◆ EXERCISE DETAILS
From the listing below, copy each line that contains the string "road". Case matters, so skip lines where it appears only with different capitalization.

◆ RECORDS PROVIDED
** BEGIN **

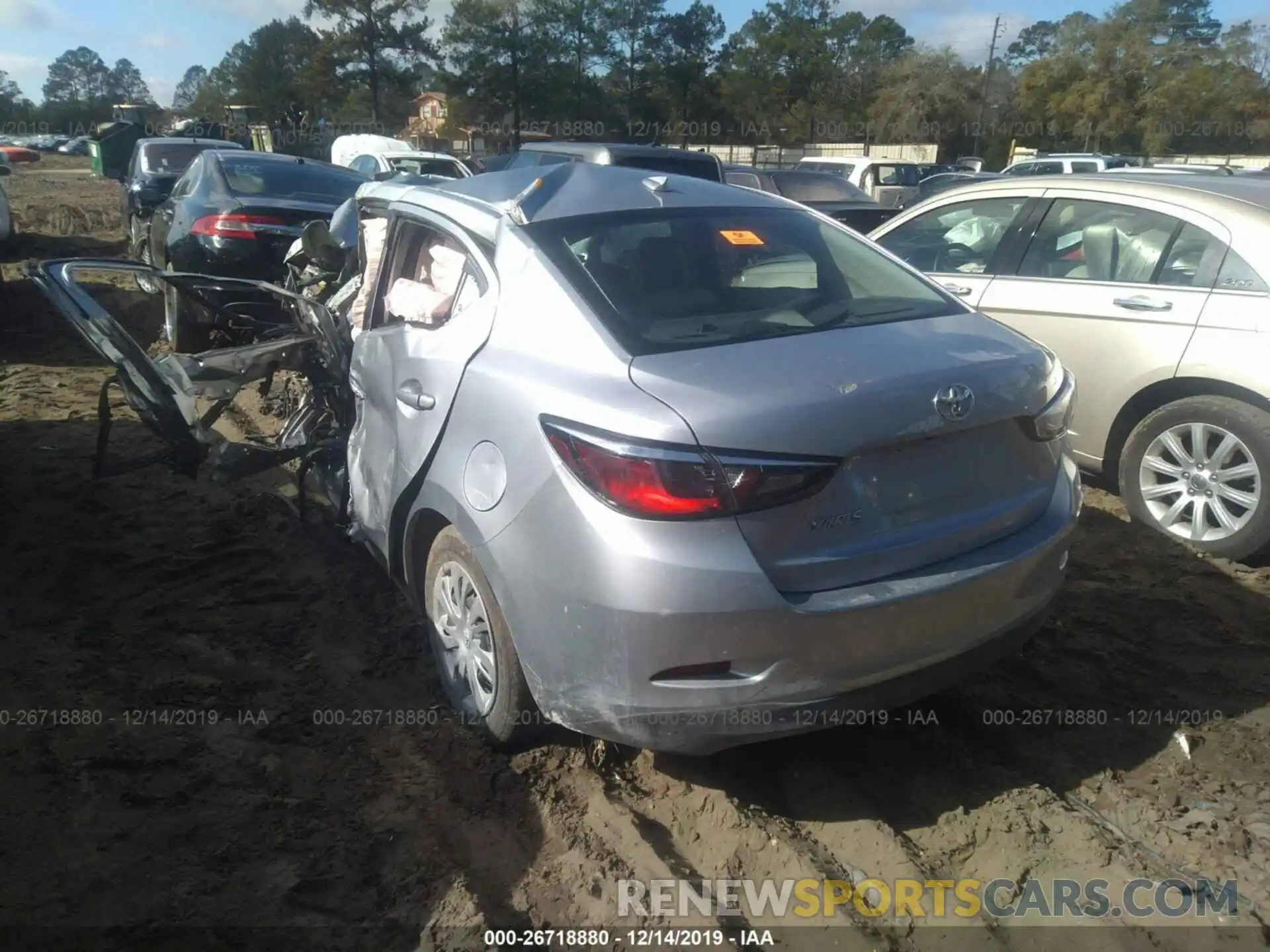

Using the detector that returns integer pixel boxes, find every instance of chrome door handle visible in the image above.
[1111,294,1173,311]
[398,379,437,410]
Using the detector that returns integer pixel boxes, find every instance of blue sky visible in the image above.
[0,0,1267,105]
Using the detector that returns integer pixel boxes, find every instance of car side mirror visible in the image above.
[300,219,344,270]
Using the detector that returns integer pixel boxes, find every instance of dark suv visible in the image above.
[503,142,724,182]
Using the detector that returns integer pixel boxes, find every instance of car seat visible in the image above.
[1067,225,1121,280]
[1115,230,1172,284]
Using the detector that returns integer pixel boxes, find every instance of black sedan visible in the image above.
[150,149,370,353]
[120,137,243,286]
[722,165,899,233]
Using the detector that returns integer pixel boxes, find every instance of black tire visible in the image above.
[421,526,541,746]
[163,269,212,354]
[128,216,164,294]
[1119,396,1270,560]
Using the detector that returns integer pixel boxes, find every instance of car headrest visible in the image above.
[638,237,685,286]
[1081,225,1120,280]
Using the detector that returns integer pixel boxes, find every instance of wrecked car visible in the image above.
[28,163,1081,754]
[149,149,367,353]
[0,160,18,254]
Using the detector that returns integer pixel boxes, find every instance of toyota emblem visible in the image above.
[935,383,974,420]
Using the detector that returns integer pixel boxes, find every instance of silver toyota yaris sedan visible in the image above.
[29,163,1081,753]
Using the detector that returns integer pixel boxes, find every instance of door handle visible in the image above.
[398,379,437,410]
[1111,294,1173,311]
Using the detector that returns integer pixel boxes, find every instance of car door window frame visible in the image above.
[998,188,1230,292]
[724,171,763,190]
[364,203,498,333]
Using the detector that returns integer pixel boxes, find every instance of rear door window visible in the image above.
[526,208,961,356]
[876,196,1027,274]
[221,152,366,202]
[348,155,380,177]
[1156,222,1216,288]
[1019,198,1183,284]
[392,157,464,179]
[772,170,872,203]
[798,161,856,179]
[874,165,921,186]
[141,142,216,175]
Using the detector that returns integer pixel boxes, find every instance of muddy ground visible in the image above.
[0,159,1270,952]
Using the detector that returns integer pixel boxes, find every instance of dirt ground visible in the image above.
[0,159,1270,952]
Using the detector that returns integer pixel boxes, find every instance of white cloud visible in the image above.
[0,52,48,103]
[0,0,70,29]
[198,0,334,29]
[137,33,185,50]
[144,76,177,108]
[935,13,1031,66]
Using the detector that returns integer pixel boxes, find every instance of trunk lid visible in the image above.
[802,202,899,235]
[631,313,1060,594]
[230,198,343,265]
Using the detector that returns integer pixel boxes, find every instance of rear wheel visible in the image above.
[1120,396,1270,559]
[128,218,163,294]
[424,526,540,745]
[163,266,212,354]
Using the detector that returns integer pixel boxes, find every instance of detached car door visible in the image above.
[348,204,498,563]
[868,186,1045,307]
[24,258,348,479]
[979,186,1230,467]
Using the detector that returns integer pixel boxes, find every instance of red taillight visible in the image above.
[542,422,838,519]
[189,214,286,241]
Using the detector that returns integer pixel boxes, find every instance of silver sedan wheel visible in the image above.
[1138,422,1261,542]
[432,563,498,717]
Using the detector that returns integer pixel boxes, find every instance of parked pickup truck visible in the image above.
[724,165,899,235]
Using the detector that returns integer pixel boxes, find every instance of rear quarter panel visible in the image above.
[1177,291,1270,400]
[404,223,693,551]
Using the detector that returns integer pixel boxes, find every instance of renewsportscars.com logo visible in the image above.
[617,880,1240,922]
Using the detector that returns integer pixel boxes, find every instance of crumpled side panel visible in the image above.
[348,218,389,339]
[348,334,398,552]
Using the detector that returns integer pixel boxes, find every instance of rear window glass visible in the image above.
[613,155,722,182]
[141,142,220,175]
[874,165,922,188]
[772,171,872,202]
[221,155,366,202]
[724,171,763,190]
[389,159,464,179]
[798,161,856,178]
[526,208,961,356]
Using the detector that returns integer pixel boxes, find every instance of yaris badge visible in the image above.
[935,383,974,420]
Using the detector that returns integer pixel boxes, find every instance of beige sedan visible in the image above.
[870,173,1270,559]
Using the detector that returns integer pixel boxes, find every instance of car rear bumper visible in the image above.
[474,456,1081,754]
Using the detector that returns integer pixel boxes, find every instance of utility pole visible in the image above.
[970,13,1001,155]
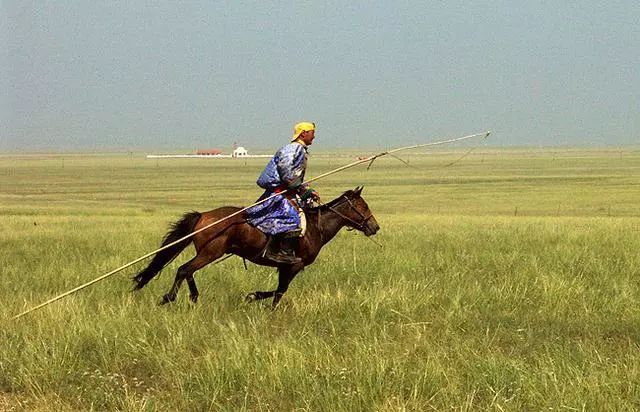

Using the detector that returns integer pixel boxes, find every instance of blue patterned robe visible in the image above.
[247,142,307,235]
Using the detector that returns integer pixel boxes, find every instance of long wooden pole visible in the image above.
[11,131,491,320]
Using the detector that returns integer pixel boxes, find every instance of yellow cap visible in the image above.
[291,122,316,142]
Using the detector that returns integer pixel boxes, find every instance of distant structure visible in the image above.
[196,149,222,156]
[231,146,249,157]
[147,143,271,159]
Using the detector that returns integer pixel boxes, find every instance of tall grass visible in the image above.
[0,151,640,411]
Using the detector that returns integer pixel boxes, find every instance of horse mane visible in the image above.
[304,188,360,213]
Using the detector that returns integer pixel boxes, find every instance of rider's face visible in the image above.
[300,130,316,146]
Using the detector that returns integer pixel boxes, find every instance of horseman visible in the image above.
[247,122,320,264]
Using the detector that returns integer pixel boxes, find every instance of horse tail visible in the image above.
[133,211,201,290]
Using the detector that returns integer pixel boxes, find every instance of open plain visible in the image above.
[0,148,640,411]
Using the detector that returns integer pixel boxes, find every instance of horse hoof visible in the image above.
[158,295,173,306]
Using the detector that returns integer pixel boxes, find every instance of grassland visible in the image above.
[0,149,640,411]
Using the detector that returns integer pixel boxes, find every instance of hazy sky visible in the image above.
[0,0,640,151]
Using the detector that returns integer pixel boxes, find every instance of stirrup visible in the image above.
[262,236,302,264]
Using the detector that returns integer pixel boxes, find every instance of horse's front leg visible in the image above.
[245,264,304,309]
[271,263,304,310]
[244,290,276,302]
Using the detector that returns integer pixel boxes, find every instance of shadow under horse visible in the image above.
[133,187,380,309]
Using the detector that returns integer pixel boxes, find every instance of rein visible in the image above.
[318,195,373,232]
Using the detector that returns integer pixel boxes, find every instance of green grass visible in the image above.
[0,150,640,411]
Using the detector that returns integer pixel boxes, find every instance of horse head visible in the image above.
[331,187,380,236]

** END **
** BEGIN **

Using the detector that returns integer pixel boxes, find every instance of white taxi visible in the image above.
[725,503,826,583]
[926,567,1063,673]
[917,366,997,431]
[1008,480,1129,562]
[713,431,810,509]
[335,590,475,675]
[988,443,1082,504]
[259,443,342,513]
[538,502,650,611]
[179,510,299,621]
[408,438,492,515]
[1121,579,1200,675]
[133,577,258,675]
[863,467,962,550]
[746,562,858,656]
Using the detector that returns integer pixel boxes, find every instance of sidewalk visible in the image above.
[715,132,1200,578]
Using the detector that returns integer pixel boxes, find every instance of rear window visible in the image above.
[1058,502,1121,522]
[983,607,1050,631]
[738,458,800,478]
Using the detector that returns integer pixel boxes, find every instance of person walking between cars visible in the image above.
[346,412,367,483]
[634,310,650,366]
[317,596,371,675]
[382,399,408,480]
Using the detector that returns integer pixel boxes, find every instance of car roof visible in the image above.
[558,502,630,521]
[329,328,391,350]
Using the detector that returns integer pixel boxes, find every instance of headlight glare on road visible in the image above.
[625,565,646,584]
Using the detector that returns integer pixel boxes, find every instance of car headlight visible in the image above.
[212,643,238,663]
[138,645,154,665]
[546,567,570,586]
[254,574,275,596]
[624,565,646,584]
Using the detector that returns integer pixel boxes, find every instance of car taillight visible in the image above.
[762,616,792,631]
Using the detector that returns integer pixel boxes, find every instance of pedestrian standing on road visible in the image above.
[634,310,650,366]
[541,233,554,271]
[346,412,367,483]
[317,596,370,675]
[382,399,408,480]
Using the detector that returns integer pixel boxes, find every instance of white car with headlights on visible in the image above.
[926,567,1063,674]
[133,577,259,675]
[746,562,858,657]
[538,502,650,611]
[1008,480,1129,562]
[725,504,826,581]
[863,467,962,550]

** END **
** BEGIN **

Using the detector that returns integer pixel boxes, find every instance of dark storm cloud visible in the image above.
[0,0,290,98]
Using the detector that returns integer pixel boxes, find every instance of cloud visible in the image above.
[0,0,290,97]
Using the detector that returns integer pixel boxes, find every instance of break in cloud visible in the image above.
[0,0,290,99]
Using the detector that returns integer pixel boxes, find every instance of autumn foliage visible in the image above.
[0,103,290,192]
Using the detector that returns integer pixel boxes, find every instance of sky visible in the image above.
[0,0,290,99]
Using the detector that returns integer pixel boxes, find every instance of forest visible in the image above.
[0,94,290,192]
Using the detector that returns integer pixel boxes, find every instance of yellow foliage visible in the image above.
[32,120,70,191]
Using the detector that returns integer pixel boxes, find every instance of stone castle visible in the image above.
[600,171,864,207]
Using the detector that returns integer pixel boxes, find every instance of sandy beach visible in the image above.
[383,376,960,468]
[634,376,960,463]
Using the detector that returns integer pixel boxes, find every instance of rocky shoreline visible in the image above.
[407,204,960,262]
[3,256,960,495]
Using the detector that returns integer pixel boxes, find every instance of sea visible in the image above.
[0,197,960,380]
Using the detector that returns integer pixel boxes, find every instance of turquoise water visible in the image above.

** END **

◆ TASK RESULT
Using the detector that returns integer pixel boxes, find every instance of headlight glare on road visible in the image above.
Using the detector that returns integer pixel boxes, find every instance of pedestrian standing on road visible in the image above.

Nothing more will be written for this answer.